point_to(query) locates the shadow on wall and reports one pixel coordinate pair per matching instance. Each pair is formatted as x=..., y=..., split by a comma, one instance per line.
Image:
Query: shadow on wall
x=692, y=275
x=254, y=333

• [Task] Repeat, word for word, every line above.

• [Reply]
point_to(query) locates the shadow on wall and reports one pixel coordinate pair per matching instance. Each pair is formatted as x=..., y=..., split by a comma, one instance per line.
Image:
Query: shadow on wall
x=692, y=275
x=254, y=333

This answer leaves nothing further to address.